■ TAKEN EN OEFENINGEN:
a. Bij welke instantie moeten organisaties volgens de tekst over de meldplicht datalekken een ernstig datalek melden?
b. Schrijf de tekst over de meldplicht datalekken graag verder, beginnend na de laatste zin.

■ BRONTEKST:
******
Verplichte melding bij datalekken per 1 januari

Per 1 januari 2016 is de Wet meldplicht datalekken, een wijziging van de Wet bescherming persoonsgegevens, van kracht. Ook het onderwijsveld krijgt met deze nieuwe wet te maken. Het niet juist toepassen van deze wet kan gepaard gaan met hoge boetes.

Deze meldplicht houdt in dat organisaties direct een melding moeten doen bij het College bescherming persoonsgegevens (CBP) zodra zij een ernstig datalek hebben. Soms moeten zij het datalek ook melden aan de betrokkenen. Met de meldplicht datalekken (art. 34 a Wbp) wil de regering de gevolgen van een datalek voor de betrokkenen zoveel mogelijk beperken en hiermee een bijdrage leveren aan het behoud en herstel van vertrouwen in de omgang met persoonsgegevens. Bij een datalek gaat het om toegang tot of vernietiging, wijziging of vrijkomen van persoonsgegevens bij een organisatie zonder dat dit de bedoeling is van deze organisatie. Ook onrechtmatige verwerking van gegevens valt hieronder. Voorbeelden van datalekken zijn een kwijtgeraakte usb-stick met persoonsgegevens, een gestolen laptop of een inbraak in een databestand door een hacker. Ook scholen kunnen hiermee te maken krijgen. Als er geen melding wordt gemaakt van een datalek kan dit bestraft worden met een bestuurlijk boete van het CBP (gewijzigd artikel 66 van de Wbp).
******
(Opgeslagen gegevens)
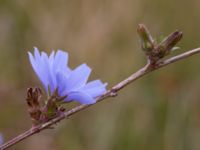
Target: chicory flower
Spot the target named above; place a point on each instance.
(54, 74)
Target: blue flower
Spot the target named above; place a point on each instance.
(54, 74)
(1, 139)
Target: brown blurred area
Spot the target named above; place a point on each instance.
(158, 112)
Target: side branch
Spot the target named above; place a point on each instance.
(110, 93)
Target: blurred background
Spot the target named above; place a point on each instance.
(158, 112)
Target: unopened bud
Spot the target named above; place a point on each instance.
(147, 41)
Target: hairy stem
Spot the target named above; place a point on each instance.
(110, 93)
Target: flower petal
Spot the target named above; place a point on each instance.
(80, 97)
(61, 61)
(95, 88)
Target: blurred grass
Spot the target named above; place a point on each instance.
(160, 111)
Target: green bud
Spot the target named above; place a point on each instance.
(147, 42)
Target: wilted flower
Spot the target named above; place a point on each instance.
(54, 74)
(1, 139)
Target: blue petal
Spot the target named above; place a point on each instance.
******
■ ANTWOORDENLIJST:
a. Bij het College bescherming persoonsgegevens (CBP).

b.
Het CBP heeft richtsnoeren opgesteld ter ondersteuning van de vraag of melding verplicht is en of melding moet plaatsvinden aan de betrokkene zelf. Bij het doen van een melding bij het CBP moet ook doorgegeven worden welke maatregelen al zijn genomen om het datalek te dichten en herhaling te voorkomen.

Een aantal organisaties voor bestuur en management in po en vo hebben in het verleden samen een modelprivacyreglement personeel en leerlinggevens opgesteld. De modellen worden regelmatig aangepast. Onlangs heeft Verus het modelprivacyreglement personeel geuepdatet (zie download).